--- START ---

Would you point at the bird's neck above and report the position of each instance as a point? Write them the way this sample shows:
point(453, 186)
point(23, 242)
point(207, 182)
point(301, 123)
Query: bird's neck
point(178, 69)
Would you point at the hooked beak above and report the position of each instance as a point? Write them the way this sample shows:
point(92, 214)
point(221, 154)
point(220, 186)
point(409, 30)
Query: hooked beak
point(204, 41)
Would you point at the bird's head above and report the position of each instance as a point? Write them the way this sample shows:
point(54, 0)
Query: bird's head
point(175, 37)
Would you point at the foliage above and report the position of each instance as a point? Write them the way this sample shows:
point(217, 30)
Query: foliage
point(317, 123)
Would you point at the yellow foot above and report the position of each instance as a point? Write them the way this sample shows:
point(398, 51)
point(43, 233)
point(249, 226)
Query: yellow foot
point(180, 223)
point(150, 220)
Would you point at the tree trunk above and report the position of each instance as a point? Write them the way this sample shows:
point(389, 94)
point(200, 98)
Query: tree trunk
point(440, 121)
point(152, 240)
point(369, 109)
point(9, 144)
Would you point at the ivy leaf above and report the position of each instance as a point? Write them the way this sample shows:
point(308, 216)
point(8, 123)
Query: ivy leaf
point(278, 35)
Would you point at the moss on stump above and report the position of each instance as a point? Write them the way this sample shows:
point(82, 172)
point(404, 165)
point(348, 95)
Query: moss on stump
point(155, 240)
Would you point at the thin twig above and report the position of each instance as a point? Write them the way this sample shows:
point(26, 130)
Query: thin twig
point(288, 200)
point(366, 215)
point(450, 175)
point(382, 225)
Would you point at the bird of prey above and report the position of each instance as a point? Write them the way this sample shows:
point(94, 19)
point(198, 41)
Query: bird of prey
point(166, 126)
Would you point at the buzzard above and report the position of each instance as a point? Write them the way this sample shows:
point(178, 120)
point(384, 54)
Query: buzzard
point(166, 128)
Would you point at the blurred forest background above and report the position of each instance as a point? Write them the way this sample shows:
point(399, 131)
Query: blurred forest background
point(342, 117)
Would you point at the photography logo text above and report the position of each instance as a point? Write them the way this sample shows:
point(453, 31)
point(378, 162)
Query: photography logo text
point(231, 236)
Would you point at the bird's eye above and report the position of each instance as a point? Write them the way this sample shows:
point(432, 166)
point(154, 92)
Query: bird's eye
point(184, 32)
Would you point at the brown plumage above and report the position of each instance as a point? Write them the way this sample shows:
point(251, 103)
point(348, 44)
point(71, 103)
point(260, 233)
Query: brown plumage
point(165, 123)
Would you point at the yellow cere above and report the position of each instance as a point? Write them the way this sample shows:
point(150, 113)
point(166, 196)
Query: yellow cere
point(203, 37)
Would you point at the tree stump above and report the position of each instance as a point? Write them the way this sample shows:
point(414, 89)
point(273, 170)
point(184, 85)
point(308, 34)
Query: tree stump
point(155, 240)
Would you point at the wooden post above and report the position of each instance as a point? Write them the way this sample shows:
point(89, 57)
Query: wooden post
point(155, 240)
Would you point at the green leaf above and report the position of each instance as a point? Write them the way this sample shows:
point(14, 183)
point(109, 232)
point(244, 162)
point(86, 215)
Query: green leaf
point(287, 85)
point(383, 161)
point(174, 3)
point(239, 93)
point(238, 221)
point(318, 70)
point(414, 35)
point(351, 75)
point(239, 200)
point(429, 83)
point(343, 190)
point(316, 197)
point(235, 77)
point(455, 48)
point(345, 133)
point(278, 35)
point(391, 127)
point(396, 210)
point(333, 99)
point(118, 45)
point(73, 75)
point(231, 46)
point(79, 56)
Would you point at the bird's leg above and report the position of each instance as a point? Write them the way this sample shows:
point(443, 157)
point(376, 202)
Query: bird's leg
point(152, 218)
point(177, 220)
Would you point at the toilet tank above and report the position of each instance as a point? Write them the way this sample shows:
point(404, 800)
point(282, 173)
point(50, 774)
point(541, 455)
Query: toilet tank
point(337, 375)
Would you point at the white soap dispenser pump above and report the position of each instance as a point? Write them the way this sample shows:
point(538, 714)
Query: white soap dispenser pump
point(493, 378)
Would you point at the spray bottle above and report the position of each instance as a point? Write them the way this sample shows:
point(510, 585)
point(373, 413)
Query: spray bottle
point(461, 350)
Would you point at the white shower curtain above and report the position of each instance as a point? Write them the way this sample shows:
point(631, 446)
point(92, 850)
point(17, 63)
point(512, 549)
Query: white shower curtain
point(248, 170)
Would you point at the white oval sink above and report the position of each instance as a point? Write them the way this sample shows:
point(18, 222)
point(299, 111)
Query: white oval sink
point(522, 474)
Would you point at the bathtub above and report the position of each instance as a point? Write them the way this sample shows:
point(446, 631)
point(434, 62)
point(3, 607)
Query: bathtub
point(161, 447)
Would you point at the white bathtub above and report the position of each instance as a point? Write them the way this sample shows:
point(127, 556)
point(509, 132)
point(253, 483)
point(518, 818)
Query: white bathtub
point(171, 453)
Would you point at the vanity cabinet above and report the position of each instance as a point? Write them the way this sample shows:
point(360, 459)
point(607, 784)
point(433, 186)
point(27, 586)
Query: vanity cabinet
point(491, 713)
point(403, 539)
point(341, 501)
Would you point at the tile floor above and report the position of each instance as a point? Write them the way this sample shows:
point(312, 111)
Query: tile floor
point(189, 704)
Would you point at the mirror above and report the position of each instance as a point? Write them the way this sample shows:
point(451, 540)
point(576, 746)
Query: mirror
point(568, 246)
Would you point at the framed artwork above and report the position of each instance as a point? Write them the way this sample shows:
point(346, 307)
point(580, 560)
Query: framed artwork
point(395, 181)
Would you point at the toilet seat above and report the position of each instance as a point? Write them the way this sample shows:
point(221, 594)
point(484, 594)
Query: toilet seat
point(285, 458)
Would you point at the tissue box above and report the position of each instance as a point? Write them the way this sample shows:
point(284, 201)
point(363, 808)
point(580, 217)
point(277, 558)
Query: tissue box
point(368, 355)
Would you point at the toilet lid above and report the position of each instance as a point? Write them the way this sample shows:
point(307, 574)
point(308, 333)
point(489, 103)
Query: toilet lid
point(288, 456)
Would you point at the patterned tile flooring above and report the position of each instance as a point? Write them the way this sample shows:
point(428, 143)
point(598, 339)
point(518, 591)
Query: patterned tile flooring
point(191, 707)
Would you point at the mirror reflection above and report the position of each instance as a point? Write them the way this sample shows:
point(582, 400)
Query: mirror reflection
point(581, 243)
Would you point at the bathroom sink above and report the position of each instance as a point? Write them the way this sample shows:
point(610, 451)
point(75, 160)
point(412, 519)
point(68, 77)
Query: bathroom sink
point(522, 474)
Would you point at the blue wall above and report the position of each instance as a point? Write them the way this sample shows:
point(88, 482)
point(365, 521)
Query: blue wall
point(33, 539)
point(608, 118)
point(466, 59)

--- END ---

_Directions:_ Give again each line shown above, keeping every word as it is.

_Task solution:_
Would you point at the bird's neck above and report the position of each instance as a point? Write them the way this sample shows:
point(453, 186)
point(23, 242)
point(207, 182)
point(301, 123)
Query: bird's neck
point(178, 69)
Would you point at the hooked beak above and report the position of each instance as a point? Write them the way this sample shows:
point(92, 214)
point(221, 154)
point(220, 186)
point(409, 30)
Query: hooked beak
point(204, 41)
Would you point at the bird's head above and report the position of each instance as a point? Write them the way this sample shows:
point(54, 0)
Query: bird's head
point(175, 37)
Would you point at the foliage above and report the position of each instance as a point? Write them the way this sample shows:
point(217, 30)
Query: foliage
point(317, 123)
Would you point at the yellow foot above and report the position of each instance as a point? Write them the way this sample shows:
point(398, 51)
point(43, 233)
point(249, 226)
Query: yellow foot
point(180, 223)
point(150, 220)
Would you point at the tree trunk above and report the position of each instance as a point? Write them the way this sample shows:
point(389, 94)
point(200, 98)
Query: tree trunk
point(440, 121)
point(152, 240)
point(369, 109)
point(9, 144)
Would you point at the ivy leaf above and report the position of each instance as a point? Write them the way this sample shows:
point(308, 216)
point(8, 123)
Query: ivy leaf
point(278, 35)
Would you point at the moss on stump above and report the position of each instance as a point? Write them the way this sample shows:
point(82, 172)
point(404, 165)
point(348, 95)
Query: moss on stump
point(155, 240)
Would you point at the thin twig above and report the position of each instance as a point? Write them the way this sample shows:
point(26, 130)
Query: thin twig
point(288, 200)
point(366, 215)
point(450, 175)
point(382, 225)
Would you point at the bird of prey above and report the position of each instance as a point? Write them the way this sample shows:
point(94, 19)
point(198, 41)
Query: bird of prey
point(166, 126)
Would you point at the buzzard above and report the position of each instance as a point? Write them the way this sample shows:
point(178, 120)
point(384, 54)
Query: buzzard
point(166, 128)
Would you point at the blurred forest background above and report the position of each instance as a point? Write them the way this sample shows:
point(399, 131)
Query: blurred forest background
point(342, 117)
Would you point at the photography logo text above and report the position of each instance as a point? Write them the way this sample shows:
point(453, 31)
point(378, 162)
Query: photography logo text
point(231, 236)
Would you point at the bird's eye above and report the position of each instance as a point? Write them the way this sample shows:
point(432, 166)
point(154, 92)
Query: bird's eye
point(184, 32)
Would you point at the brown plumage above and report the position of each instance as a point? Write them the way this sample shows:
point(251, 103)
point(348, 44)
point(71, 103)
point(260, 233)
Query: brown plumage
point(165, 123)
Would you point at the yellow cere above and report the position of each instance as a point? Write them the way this sample shows:
point(150, 113)
point(166, 196)
Query: yellow cere
point(203, 37)
Would you point at the tree stump above and report the position of each instance as a point? Write them the way this sample shows:
point(414, 89)
point(273, 170)
point(184, 85)
point(308, 34)
Query: tree stump
point(155, 240)
Would you point at the wooden post above and report the position of each instance as a point? Write them the way this sample shows:
point(89, 57)
Query: wooden post
point(155, 240)
Would you point at the green leaf above and report the position of each instance as a point? Write them the way this sample shows:
point(14, 183)
point(109, 232)
point(244, 162)
point(86, 215)
Query: green leaf
point(287, 85)
point(383, 161)
point(174, 3)
point(239, 93)
point(238, 221)
point(318, 70)
point(414, 35)
point(351, 75)
point(239, 200)
point(429, 83)
point(343, 190)
point(316, 197)
point(235, 77)
point(455, 48)
point(345, 133)
point(278, 35)
point(391, 127)
point(396, 210)
point(333, 99)
point(118, 45)
point(73, 75)
point(231, 46)
point(79, 56)
Would you point at the bird's leg above and report the position of each instance as a point? Write them the way this sample shows:
point(443, 157)
point(376, 202)
Query: bird's leg
point(152, 218)
point(177, 220)
Would you point at the toilet tank above and report the position of each instance as a point? Write them the way this sample shows:
point(404, 800)
point(282, 173)
point(50, 774)
point(541, 455)
Query: toilet tank
point(337, 375)
Would you point at the white soap dispenser pump above and report the position of each instance as a point? Write them the way this sample shows:
point(538, 714)
Query: white soap dispenser pump
point(493, 378)
Would you point at the spray bottle above and report the position of each instance as a point? Write them the way this sample shows:
point(510, 585)
point(373, 413)
Query: spray bottle
point(461, 350)
Would you point at the white shower curtain above and report the position of each instance as a point? Write them the way this sample shows:
point(631, 446)
point(92, 850)
point(17, 63)
point(512, 549)
Query: white shower curtain
point(248, 170)
Would you point at the white oval sink above and report the position of each instance as a point? Write them the way this sample shows:
point(18, 222)
point(299, 111)
Query: white oval sink
point(522, 474)
Would you point at the bathtub above and report the position of each instance as a point? Write them the way this sample shows:
point(446, 631)
point(434, 62)
point(3, 607)
Query: bathtub
point(161, 447)
Would you point at the white bathtub above and report the position of each instance as a point? Write them the way this sample shows:
point(127, 556)
point(509, 132)
point(253, 483)
point(518, 818)
Query: white bathtub
point(171, 453)
Would you point at the vanity cabinet above and report the position of each instance as a point? Write them the way this sample shows:
point(360, 459)
point(607, 784)
point(433, 186)
point(27, 586)
Query: vanity cabinet
point(491, 713)
point(403, 539)
point(341, 501)
Would you point at the tile floor above and report the position of each instance as a point? Write them the way this sample shows:
point(312, 111)
Query: tile floor
point(189, 704)
Would you point at the mirror above and report the position of each instance as a point? Write them the way this sample shows:
point(451, 540)
point(576, 746)
Query: mirror
point(568, 246)
Would you point at the framed artwork above and report the position of each instance as a point? Write them the way this sample shows:
point(346, 307)
point(580, 560)
Query: framed artwork
point(395, 181)
Would you point at the toilet seat above and report the position of each instance as a point? Write them the way this sample shows:
point(221, 594)
point(484, 594)
Query: toilet seat
point(285, 458)
Would you point at the tissue box above and report the position of each instance as a point? Write them the way this sample shows:
point(284, 201)
point(363, 808)
point(580, 217)
point(277, 558)
Query: tissue box
point(368, 355)
Would you point at the toilet lid above and report the position of each instance as a point? Write them the way this sample shows:
point(307, 574)
point(308, 333)
point(489, 103)
Query: toilet lid
point(288, 456)
Would you point at the patterned tile flooring above and report the position of each instance as a point? Write them the way this sample shows:
point(428, 143)
point(598, 339)
point(518, 591)
Query: patterned tile flooring
point(191, 707)
Would you point at the mirror reflection above and report the position of each instance as a point? Write them the way this sample shows:
point(582, 400)
Query: mirror reflection
point(581, 243)
Would you point at the bathroom sink above and report the position of each instance as a point? Write them the way this sample shows:
point(610, 451)
point(75, 160)
point(412, 519)
point(68, 77)
Query: bathroom sink
point(522, 474)
Would you point at the blue wall above and report the position of each instance as a point? Write them the way this sample shows:
point(88, 482)
point(365, 521)
Query: blue wall
point(33, 539)
point(608, 118)
point(466, 59)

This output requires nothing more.